### Required task
Copy out word for word the lines of the material, starting at the line that contains "TARGET = white t-shirt" and ending at the final line of the material.
───── Dataset records ─────
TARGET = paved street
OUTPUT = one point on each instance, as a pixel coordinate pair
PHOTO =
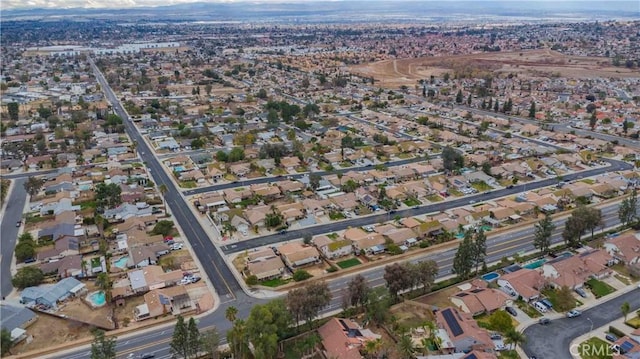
(553, 341)
(431, 208)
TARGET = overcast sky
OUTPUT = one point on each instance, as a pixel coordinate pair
(115, 4)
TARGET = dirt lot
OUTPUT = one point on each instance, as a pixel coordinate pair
(48, 331)
(395, 73)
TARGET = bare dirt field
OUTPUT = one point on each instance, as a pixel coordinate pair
(547, 63)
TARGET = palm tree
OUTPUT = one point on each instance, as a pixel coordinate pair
(373, 347)
(163, 189)
(405, 347)
(231, 314)
(514, 338)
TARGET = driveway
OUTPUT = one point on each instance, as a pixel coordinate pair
(553, 341)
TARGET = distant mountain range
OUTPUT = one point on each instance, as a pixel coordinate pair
(356, 11)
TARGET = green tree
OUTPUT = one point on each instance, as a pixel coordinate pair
(211, 341)
(397, 277)
(194, 340)
(451, 159)
(103, 347)
(231, 313)
(464, 259)
(625, 308)
(514, 338)
(564, 299)
(179, 345)
(266, 325)
(27, 277)
(358, 291)
(163, 227)
(25, 250)
(628, 210)
(405, 347)
(480, 249)
(33, 185)
(500, 321)
(543, 231)
(108, 195)
(236, 154)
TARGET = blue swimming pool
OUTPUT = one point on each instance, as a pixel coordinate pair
(490, 277)
(534, 265)
(121, 263)
(98, 298)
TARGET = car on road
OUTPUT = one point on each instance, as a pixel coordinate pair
(574, 313)
(581, 292)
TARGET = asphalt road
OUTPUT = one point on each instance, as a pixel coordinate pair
(431, 208)
(211, 260)
(553, 341)
(156, 340)
(9, 235)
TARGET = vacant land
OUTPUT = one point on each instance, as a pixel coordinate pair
(399, 72)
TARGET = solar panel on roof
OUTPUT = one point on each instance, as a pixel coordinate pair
(626, 346)
(452, 322)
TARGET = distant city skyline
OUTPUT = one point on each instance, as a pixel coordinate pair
(123, 4)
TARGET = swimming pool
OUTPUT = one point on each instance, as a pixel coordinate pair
(490, 277)
(534, 265)
(121, 263)
(98, 299)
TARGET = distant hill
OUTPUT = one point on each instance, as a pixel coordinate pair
(338, 11)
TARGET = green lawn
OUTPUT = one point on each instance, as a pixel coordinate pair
(594, 348)
(276, 282)
(352, 262)
(335, 215)
(410, 202)
(481, 186)
(599, 289)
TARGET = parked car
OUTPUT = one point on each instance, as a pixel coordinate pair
(610, 337)
(573, 313)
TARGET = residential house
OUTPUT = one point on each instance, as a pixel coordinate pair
(174, 300)
(265, 265)
(297, 254)
(624, 248)
(575, 270)
(480, 300)
(333, 248)
(461, 333)
(524, 283)
(343, 338)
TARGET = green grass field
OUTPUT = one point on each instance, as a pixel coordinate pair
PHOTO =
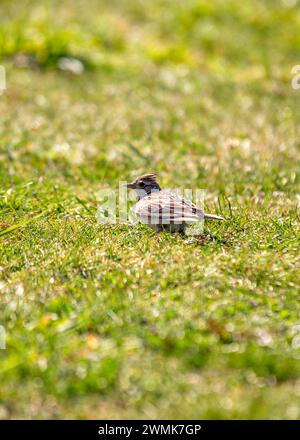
(113, 321)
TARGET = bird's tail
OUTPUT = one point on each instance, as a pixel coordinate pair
(214, 217)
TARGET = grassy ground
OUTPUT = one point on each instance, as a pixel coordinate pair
(113, 321)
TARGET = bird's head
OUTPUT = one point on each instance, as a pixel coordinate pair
(145, 184)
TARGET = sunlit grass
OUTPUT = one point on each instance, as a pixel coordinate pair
(115, 321)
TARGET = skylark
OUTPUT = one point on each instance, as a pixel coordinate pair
(162, 209)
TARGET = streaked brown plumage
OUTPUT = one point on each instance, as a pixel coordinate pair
(164, 209)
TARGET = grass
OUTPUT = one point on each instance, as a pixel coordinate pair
(112, 321)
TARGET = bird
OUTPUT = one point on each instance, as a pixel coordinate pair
(162, 209)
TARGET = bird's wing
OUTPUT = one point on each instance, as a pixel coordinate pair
(166, 208)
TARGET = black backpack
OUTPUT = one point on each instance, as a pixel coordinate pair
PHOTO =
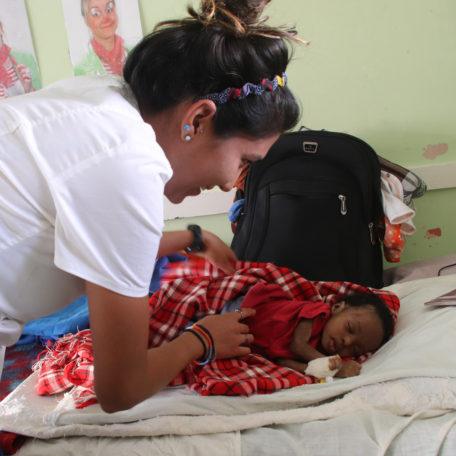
(314, 205)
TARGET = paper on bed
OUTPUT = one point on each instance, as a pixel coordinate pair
(417, 350)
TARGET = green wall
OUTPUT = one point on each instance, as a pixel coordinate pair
(382, 70)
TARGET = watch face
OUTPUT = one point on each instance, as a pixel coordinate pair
(197, 245)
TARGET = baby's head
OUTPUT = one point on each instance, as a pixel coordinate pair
(359, 323)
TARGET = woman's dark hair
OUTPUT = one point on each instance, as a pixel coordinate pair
(224, 44)
(378, 305)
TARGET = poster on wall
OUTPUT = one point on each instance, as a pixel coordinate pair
(101, 33)
(19, 72)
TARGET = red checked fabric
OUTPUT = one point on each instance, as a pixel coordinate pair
(191, 290)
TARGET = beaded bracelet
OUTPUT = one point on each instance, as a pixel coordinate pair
(205, 337)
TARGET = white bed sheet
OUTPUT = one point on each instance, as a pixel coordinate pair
(400, 363)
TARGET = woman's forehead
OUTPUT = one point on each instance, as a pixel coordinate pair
(98, 3)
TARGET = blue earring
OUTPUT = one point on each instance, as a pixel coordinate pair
(187, 128)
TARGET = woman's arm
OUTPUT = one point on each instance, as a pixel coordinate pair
(300, 342)
(216, 251)
(126, 371)
(292, 364)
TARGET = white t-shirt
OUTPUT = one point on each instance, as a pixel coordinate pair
(81, 197)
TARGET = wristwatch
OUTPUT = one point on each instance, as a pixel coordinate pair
(197, 245)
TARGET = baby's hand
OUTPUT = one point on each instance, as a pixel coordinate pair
(349, 368)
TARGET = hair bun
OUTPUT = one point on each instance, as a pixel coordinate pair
(239, 15)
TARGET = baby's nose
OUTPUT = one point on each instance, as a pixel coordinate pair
(348, 341)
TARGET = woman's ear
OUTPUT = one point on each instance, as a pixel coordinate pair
(338, 307)
(199, 115)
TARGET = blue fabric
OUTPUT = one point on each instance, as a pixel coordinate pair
(70, 319)
(235, 210)
(160, 265)
(75, 317)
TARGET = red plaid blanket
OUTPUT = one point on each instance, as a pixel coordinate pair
(191, 290)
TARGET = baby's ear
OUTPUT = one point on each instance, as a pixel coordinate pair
(338, 307)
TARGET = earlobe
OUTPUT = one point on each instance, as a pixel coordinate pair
(199, 115)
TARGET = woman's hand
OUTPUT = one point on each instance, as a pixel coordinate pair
(26, 77)
(231, 336)
(218, 253)
(350, 368)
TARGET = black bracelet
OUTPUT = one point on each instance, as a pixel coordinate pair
(197, 244)
(211, 351)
─────
### Solution
TARGET = white t-shirt
OUTPUT = one point on each instance, as a pixel coordinate pair
(81, 197)
TARGET = wristwatch
OUTPUT = one point on each instance, as a pixel coordinate pair
(197, 245)
TARGET = baby's hand
OUTPUT = one point on each instance, as a pixel coordinate pair
(349, 368)
TARGET = hair bun
OUTPUT = one point on each instance, as a pixel coordinate pair
(239, 15)
TARGET = baby's nose
OUTPUT = one point on each instance, as a pixel coordinate pair
(348, 341)
TARGET = woman's ear
OUTPUT = one point on each instance, as a pixel coordinate pair
(338, 307)
(199, 115)
TARGET = blue fabric
OUTPUT = one point on each instance, as a pixel coordinate pair
(70, 319)
(235, 210)
(160, 265)
(75, 317)
TARGET = red plaid blanket
OUTPUT = one point on each instance, as a pixel coordinate pair
(191, 290)
TARGET = baby's ear
OUTPUT = one point on each instance, as a pixel coordinate pair
(338, 307)
TARGET = earlobe
OUTPUT = one point on each instance, as a pixel coordinate pair
(199, 115)
TARGET = woman's hand
OUTPUT = one point on each instance, as a pixel coordinate pair
(26, 77)
(231, 336)
(218, 253)
(350, 368)
TARGET = black bracelet
OUTPUT = one point on each instance, as a pixel coordinate pair
(197, 244)
(211, 351)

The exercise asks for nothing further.